**Excerto selecionado**
DIREITO PROCESSUAL CIVIL - PROCESSO DE EXECUÇÃO.
Doutrina:
- Cunha Gonçalves, Tratado de Direito Civil, Vol. V, 1932, 533 e 536 e ss..
- Lebre de Freitas, “Código de Processo Civil”, Vol. 1,.º, 115.
- Vaz Serra, «Hipoteca», no B.M.J., n.º 63, fevereiro de 1957, 307, § 51, 308/309.
Legislação Nacional:
CÓDIGO CIVIL (CC): - ARTIGOS 323.º, 342.º, N.º2, 696.º, 730.º, AL. B).
Sumário :
I - A hipoteca extingue-se por prescrição a favor do terceiro adquirente do prédio hipotecado, decorridos vinte anos sobre o registo da aquisição e cinco anos sobre o vencimento da obrigação (art. 730.º, al. b), do CC), verificando-se, no caso, a prescrição, considerando que a autora é terceiro adquirente das frações do imóvel edificado em prédio edificado sobre terreno hipotecado à construtora, que já decorreram, proposta a presente ação em 23-04-2014, vinte anos sobre o registo de aquisição das frações ocorrido 11-03-1994 e que a dívida se venceu em 27-07-1993.

II - A prescrição como causa de extinção da hipoteca é independente da extinção da obrigação principal e, por isso, não constitui ato interruptivo da prescrição da hipoteca a favor do terceiro adquirente do imóvel hipotecado, a interrupção da prescrição relativamente à obrigação contraída com garantia real pelo devedor junto da instituição de crédito, interrupção que decorreu da reclamação de créditos que a instituição de crédito deduziu em execução instaurada contra o devedor.

Decisão Texto Integral:
Acordam no Supremo Tribunal de Justiça



1. AA intentou no dia 23-4-2014 ação declarativa com processo comum contra Banco BB, SA deduzindo os seguintes pedidos:

- Que a ré seja condenada a reconhecer o direito de propriedade pleno sobre as identificadas frações autónomas designadas pelas letras "E" e "Q" nos artigos 1.º e 2.º da petição - frações do prédio urbano constituído em propriedade horizontal sito na Av. ..., lote 1, Torres Novas, descritas na Conservatória do Registo Predial sob o n.º 34....

- Que se reconheça e declare a prescrição da hipoteca registada como AP. 13 de 1991/06/24 que incide sobre as frações "E" e "Q" identificadas nos artigos 1.º e 2.º desta petição.

- Que se ordene o cancelamento do registo da hipoteca registada como PA 13 de 1991/06/24 que incide sobre as frações "E" e "Q" identificadas nos artigos 1.º e 2.º desta petição inicial junto da Conservatória do Registo Predial de Torres Novas.

2. Alegou a A. o seguinte:

- Que adquiriu as frações em 20-11-1993.

- Que estão registadas na CRP desde 11-3-1994.

- Que está registada sobre os imóveis hipoteca a favor do Banco CC desde 24-6-1991.

- Que essa hipoteca foi constituída para garantia do contrato de abertura de crédito outorgado com a Construtora DD, Lda.

- Que a hipoteca incidiu sobre dois lotes de terreno onde foram edificados imóveis sobre os quais foi constituída em 2-3-1992 a propriedade horizontal.

- Que, por incumprimento do contrato de abertura de crédito, o CC considerou automaticamente vencidas todas as dívidas da construtora em 27-7-1993.

**Objetivo 1**
Transcreva sem alterações as entradas desde a linha que contém "One point per instance of the koala's hind" até à linha que contém "pixel 155 404", incluindo ambas.
As entradas não têm qualquer relação com o excerto.

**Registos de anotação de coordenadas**
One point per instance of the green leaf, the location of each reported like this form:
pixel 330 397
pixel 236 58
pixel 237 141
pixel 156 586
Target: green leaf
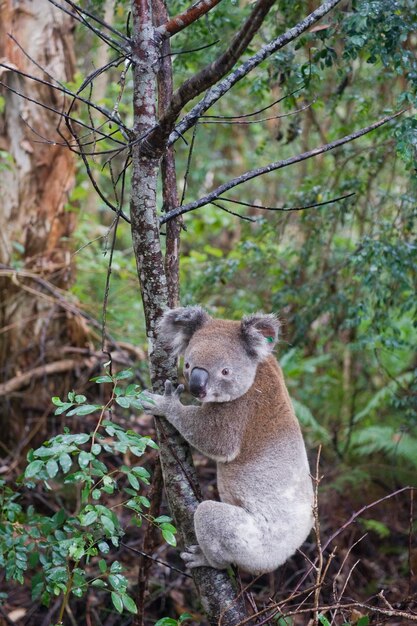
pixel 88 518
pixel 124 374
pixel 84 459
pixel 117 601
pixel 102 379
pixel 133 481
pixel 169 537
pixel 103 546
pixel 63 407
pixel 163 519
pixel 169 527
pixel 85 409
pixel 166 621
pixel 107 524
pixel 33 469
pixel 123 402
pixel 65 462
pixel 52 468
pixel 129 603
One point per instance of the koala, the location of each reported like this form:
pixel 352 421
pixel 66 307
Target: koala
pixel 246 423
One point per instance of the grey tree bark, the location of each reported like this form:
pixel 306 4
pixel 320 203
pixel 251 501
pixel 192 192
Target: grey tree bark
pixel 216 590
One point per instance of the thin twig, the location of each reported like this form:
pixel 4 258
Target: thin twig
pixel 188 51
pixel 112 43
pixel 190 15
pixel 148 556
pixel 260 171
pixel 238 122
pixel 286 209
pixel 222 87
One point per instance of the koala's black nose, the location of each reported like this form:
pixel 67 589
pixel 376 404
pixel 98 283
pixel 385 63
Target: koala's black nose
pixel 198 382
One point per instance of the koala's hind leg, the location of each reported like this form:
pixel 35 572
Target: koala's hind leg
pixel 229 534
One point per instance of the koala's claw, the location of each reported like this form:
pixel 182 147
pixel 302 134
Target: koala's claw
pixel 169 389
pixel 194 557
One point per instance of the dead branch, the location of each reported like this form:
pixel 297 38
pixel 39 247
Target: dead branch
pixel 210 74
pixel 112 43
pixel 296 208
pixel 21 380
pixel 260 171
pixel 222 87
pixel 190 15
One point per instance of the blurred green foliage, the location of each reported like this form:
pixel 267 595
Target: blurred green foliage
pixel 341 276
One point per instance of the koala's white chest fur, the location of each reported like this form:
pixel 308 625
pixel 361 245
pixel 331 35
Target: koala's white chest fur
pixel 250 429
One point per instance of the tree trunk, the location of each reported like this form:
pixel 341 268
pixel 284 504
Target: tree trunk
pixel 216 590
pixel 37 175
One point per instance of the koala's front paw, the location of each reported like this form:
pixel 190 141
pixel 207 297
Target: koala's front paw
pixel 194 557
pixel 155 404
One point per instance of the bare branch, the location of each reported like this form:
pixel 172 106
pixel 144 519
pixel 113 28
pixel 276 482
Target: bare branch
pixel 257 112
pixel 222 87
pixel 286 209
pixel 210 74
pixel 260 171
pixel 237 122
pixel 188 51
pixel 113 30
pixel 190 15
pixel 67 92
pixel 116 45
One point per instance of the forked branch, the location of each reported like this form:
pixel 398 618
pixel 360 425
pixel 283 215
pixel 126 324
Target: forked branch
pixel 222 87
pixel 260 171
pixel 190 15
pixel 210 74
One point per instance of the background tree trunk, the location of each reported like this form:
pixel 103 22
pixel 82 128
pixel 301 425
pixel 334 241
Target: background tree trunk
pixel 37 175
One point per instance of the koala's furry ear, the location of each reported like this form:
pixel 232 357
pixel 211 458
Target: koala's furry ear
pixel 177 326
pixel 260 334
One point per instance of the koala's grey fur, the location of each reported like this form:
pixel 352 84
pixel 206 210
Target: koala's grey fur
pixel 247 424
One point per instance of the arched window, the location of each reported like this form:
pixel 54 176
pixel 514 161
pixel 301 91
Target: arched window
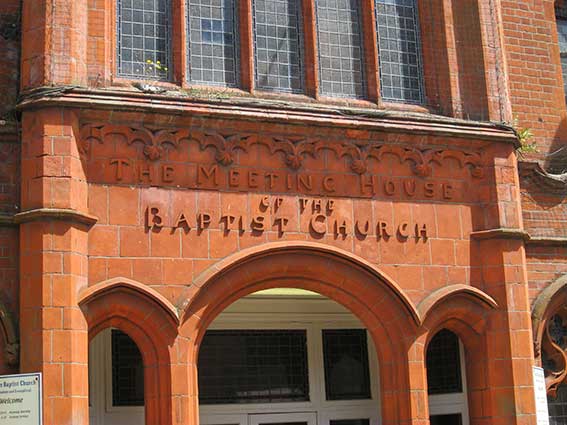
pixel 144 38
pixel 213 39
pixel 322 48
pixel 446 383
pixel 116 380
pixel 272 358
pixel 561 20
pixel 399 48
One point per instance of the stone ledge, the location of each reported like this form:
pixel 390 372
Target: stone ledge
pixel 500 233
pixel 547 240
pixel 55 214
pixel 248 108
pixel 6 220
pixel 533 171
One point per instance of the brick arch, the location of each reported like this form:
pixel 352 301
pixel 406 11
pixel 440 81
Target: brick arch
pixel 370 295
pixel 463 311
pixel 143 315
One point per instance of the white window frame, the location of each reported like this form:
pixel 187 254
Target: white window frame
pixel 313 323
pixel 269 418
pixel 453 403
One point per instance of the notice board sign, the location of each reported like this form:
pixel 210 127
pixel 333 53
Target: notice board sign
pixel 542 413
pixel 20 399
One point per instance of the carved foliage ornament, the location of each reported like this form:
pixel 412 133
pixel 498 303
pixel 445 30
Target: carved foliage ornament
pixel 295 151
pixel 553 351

**Objetivo 2**
Reproduza sem alterações o trecho do excerto que vai desde "- Que se reconheça" até "2.º desta petição.".

**Resposta completa 1**
One point per instance of the koala's hind leg, the location of each reported like this form:
pixel 35 572
Target: koala's hind leg
pixel 229 534
One point per instance of the koala's claw, the location of each reported like this form:
pixel 182 147
pixel 302 134
Target: koala's claw
pixel 169 389
pixel 194 557
One point per instance of the dead branch, the location of each reported like this form:
pixel 297 38
pixel 39 247
Target: dead branch
pixel 210 74
pixel 112 43
pixel 296 208
pixel 21 380
pixel 260 171
pixel 222 87
pixel 190 15
One point per instance of the blurred green foliage, the location of each reported like this form:
pixel 267 595
Target: blurred green foliage
pixel 341 276
One point per instance of the koala's white chest fur, the location of each reported like this form:
pixel 308 625
pixel 361 245
pixel 331 35
Target: koala's white chest fur
pixel 250 429
One point per instance of the tree trunk, the location of each reported like this form:
pixel 341 268
pixel 284 504
Target: tree trunk
pixel 216 590
pixel 37 175
One point per instance of the koala's front paw, the location of each reported like this form:
pixel 190 141
pixel 207 297
Target: koala's front paw
pixel 194 557
pixel 155 404

**Resposta completa 2**
- Que se reconheça e declare a prescrição da hipoteca registada como AP. 13 de 1991/06/24 que incide sobre as frações "E" e "Q" identificadas nos artigos 1.º e 2.º desta petição.